- Request 1
Type out the whole night vision imaging text below word for word, leaving nothing out.

Implementing Night Vision Imaging with Convolutional Neural Networks

The American company Owl Autonomous Imaging’s Thermal Ranger system can locate and classify targets such as pedestrians in the dark using only a thermal infrared camera and a trained Convolutional Neural Network (CNN). Thermal imaging is particularly suitable for imaging after dark, as it relies on the infrared energy emitted by objects themselves rather than relying on streetlights or headlights for illumination. Additionally, thermal infrared can relatively easily penetrate rain, fog, and other obstructions, providing useful images even in harsh conditions.

Night Vision Imaging

However, detection alone is insufficient to support decision-making—each imaged target needs to be classified by type and marked with its distance from the vehicle. The Owl system utilizes a complex CNN extracted from a single thermal image to gather all the information necessary for automated emergency braking decisions.

Detection, Recognition, Identification (DRI)

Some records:
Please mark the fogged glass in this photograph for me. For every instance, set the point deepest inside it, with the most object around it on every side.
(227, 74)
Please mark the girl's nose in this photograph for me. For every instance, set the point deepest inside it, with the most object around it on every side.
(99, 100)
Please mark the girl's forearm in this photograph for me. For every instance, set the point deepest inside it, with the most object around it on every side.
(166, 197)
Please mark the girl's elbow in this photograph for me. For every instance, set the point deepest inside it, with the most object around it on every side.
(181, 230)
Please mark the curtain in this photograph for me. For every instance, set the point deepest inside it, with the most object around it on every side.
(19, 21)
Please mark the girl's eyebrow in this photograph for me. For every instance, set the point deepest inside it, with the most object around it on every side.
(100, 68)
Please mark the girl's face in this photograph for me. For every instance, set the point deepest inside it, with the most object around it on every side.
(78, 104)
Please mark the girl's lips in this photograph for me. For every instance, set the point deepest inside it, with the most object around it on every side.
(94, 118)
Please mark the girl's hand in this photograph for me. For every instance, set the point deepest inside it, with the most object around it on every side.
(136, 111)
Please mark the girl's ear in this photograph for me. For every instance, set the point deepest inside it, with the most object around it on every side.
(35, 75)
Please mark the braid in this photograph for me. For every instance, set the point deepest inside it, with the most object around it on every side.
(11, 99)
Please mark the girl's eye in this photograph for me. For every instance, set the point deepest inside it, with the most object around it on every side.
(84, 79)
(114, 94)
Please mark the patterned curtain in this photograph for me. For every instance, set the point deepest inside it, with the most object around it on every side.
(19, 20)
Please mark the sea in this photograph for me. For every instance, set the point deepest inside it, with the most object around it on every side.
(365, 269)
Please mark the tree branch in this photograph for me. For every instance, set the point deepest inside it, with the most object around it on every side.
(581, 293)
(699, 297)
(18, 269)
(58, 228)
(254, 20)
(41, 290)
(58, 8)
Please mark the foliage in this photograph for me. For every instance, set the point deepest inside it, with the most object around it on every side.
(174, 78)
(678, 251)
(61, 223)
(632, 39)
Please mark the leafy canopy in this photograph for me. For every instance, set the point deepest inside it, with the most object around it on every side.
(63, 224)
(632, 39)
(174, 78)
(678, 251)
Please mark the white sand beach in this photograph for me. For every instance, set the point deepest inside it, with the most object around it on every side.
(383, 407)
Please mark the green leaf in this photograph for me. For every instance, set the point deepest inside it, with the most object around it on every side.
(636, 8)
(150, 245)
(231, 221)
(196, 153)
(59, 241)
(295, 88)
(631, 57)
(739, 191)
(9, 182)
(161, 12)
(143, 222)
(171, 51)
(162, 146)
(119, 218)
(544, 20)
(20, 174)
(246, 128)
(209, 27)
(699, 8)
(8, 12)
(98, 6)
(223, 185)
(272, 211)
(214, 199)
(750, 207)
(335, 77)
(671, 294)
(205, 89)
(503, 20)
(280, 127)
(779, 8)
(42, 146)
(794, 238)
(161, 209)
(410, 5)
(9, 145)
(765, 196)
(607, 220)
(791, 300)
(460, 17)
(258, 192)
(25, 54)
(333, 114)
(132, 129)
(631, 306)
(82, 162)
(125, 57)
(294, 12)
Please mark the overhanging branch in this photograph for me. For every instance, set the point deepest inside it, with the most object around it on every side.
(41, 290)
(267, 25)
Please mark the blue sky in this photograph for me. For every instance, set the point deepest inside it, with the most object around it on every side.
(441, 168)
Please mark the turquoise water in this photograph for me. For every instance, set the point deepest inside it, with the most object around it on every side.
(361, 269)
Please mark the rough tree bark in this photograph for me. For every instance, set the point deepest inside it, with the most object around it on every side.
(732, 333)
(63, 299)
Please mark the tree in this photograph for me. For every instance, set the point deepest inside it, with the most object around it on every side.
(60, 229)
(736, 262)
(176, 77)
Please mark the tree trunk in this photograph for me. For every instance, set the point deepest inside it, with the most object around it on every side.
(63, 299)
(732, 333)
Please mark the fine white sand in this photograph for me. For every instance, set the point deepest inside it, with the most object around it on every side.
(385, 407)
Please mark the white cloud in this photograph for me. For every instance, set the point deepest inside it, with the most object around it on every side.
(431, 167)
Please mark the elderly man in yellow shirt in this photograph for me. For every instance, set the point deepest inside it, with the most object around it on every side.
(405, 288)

...

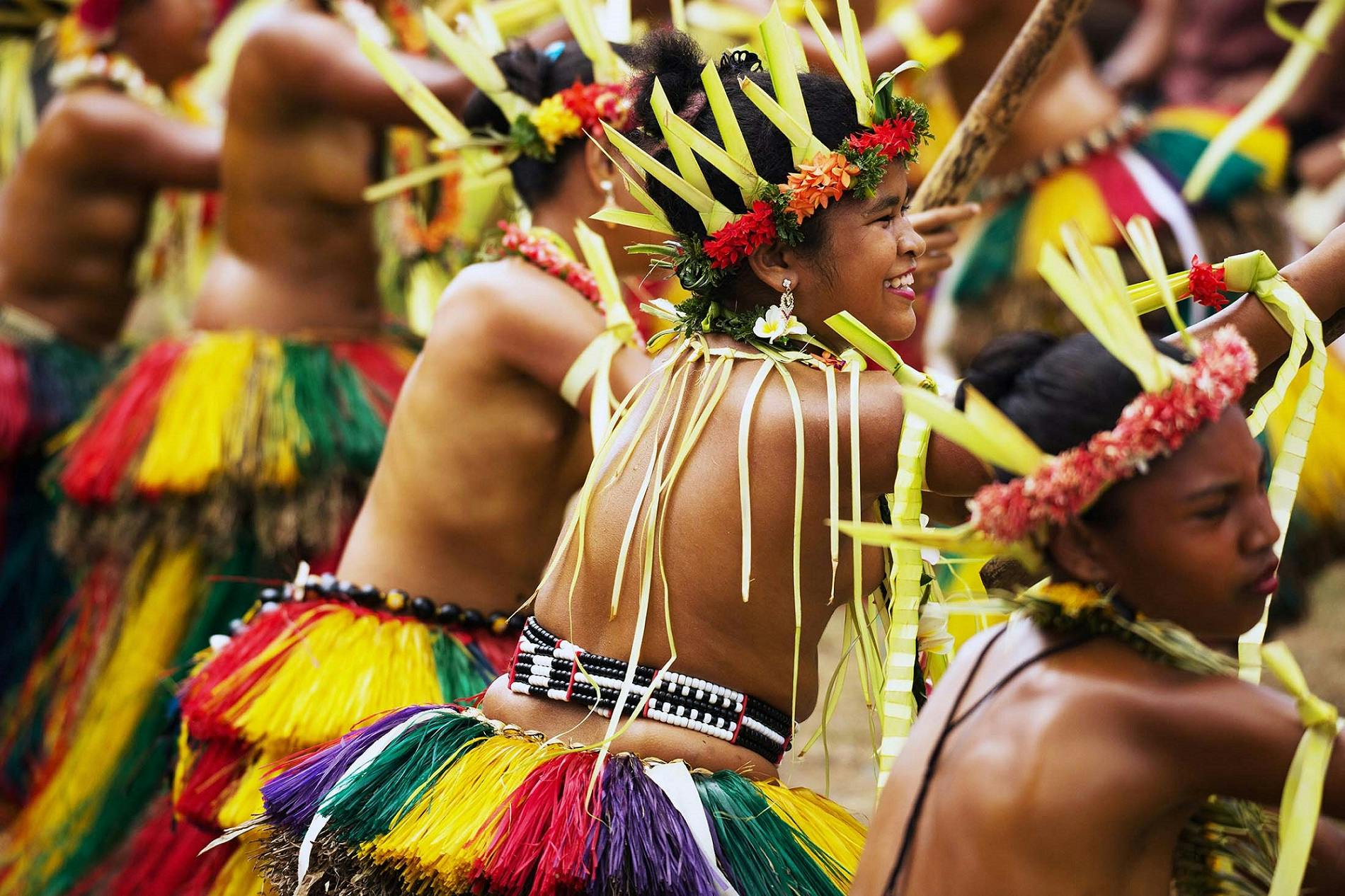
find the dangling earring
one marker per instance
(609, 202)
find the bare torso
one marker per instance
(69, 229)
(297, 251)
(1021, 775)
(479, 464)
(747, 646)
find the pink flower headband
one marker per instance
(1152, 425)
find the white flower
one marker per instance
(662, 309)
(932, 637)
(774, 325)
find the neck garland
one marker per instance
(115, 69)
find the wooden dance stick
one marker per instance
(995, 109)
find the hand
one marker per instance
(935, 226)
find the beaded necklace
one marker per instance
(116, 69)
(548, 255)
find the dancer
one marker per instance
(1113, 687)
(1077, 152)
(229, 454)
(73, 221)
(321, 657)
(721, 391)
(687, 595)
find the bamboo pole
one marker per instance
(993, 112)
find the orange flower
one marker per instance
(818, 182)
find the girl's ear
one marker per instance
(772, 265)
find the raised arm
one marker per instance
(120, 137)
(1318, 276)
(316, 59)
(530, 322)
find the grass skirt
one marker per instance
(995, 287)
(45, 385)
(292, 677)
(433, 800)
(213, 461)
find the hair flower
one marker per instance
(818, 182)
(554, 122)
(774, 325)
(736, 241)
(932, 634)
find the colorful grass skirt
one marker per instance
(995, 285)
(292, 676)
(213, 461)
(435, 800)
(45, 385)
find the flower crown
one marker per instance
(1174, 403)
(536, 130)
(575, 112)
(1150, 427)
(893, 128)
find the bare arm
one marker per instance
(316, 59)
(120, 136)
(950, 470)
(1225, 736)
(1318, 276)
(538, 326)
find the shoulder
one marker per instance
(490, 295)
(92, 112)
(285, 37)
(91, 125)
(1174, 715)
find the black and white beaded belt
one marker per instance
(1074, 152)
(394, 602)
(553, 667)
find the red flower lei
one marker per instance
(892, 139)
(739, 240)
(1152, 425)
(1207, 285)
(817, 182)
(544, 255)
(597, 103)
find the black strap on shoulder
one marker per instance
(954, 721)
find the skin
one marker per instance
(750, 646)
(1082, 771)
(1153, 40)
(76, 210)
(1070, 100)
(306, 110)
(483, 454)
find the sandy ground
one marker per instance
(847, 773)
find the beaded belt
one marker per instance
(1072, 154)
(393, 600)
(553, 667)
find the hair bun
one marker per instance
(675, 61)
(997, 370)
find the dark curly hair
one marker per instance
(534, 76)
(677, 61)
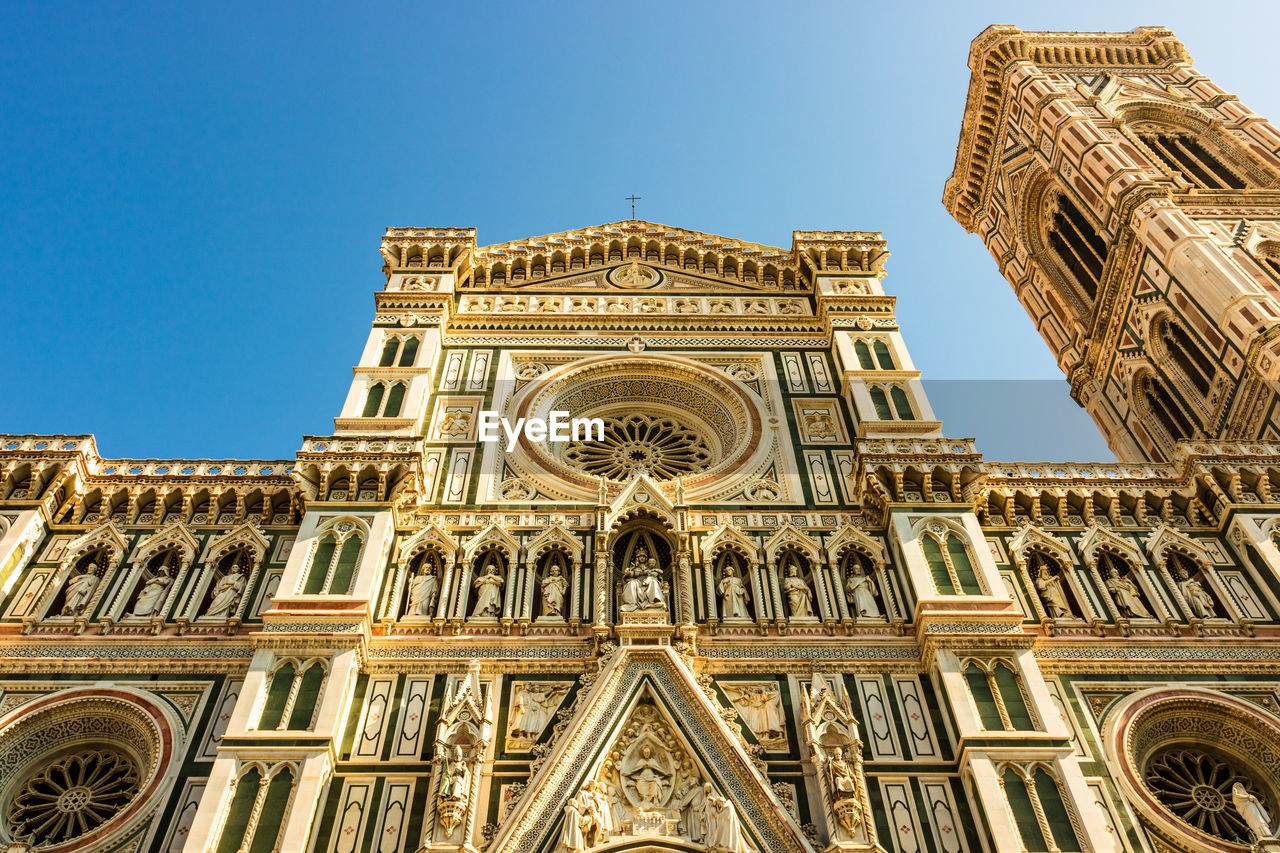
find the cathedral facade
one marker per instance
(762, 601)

- Request 2
Pull out every line of the records above that contains the string "grass", treating uppercase and lowercase as different.

- Response 1
Implementing Night Vision Imaging with Convolutional Neural Networks

The American company Owl Autonomous Imaging’s Thermal Ranger system can locate and classify targets such as pedestrians in the dark using only a thermal infrared camera and a trained Convolutional Neural Network (CNN). Thermal imaging is particularly suitable for imaging after dark, as it relies on the infrared energy emitted by objects themselves rather than relying on streetlights or headlights for illumination. Additionally, thermal infrared can relatively easily penetrate rain, fog, and other obstructions, providing useful images even in harsh conditions.

Night Vision Imaging

However, detection alone is insufficient to support decision-making—each imaged target needs to be classified by type and marked with its distance from the vehicle. The Owl system utilizes a complex CNN extracted from a single thermal image to gather all the information necessary for automated emergency braking decisions.

Detection, Recognition, Identification (DRI)

- Response 2
find the grass skirt
find the colorful grass skirt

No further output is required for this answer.